▶ _Excerpted data_
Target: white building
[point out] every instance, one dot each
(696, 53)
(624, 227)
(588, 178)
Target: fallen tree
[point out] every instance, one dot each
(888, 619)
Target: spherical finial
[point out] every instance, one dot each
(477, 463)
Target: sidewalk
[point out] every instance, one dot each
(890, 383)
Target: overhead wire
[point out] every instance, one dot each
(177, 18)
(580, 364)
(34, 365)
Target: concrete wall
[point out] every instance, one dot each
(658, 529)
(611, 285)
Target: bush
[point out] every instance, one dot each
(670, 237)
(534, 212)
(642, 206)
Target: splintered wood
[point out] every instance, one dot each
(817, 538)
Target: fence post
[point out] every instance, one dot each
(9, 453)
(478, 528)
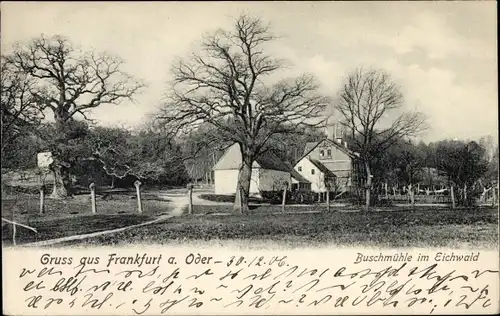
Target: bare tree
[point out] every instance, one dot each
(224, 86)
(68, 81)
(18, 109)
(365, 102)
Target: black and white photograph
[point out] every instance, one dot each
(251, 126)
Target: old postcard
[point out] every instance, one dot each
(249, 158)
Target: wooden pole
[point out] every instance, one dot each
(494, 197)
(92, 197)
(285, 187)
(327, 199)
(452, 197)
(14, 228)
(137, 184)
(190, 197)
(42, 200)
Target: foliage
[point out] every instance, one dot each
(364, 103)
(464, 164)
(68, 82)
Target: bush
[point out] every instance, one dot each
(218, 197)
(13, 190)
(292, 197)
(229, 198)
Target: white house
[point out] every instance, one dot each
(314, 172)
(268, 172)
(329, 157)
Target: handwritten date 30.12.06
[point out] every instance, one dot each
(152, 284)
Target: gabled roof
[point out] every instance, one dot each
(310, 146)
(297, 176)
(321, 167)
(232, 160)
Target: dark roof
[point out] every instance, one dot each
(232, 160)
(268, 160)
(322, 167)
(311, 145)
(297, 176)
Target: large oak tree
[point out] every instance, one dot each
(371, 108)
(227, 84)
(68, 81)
==
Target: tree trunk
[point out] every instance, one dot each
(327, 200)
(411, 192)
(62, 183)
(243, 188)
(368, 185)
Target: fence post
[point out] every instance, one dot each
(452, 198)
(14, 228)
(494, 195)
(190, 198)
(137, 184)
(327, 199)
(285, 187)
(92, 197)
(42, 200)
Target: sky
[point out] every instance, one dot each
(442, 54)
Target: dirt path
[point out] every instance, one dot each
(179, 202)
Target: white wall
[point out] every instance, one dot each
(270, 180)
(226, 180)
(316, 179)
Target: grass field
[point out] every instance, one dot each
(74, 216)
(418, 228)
...
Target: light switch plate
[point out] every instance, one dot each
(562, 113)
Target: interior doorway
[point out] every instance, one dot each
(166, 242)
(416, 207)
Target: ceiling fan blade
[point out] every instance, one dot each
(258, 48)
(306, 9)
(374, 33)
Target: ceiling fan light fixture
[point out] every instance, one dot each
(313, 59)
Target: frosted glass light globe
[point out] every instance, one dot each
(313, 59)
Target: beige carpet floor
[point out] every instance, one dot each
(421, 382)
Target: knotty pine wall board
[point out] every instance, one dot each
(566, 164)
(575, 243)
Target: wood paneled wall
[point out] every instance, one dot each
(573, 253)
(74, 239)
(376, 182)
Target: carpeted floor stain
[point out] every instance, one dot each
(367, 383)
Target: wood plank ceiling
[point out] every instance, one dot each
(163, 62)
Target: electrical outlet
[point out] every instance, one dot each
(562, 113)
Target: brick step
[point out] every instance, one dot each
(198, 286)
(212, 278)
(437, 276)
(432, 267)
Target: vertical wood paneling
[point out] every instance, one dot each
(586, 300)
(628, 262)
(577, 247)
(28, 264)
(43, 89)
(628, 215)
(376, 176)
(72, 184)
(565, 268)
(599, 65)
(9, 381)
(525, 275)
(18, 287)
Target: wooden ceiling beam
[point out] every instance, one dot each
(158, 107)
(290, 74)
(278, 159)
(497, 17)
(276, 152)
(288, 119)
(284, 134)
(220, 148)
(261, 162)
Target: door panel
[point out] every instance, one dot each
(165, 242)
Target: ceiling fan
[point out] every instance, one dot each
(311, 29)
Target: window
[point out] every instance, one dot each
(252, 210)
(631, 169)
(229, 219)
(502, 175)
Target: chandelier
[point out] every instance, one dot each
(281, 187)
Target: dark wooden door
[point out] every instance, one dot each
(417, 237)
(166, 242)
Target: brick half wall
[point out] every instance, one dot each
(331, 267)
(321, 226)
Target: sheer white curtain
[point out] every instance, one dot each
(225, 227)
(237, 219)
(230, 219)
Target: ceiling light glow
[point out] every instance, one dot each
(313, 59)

▶ _Request_
Which lines of the listing above contain the string "wooden"? Pull out each of them, treating uppercase and lowercase as different.

▶ _Solved problem_
Target: wooden pole
Target: wooden ceiling beam
Target: dark wooden door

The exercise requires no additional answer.